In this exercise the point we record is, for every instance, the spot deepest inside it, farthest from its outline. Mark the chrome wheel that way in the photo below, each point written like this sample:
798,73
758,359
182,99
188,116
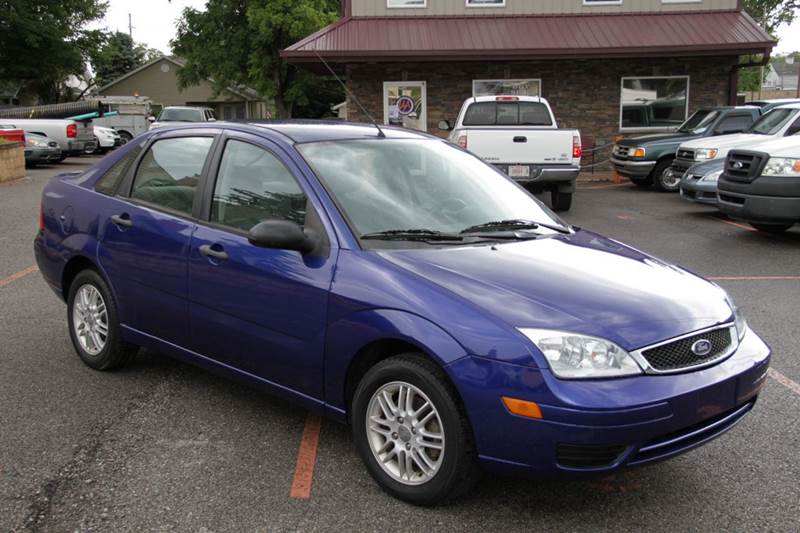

···

- [Requirement] Quote every record above exactly, omitting any pictures they contain.

- [Task answer]
In this exercise the point we record is, for every instance, the spot deepest inside it, farthest from its outline. Mark the chrome wheel that way in the photo below, each point written like this sample:
798,73
758,359
182,99
188,116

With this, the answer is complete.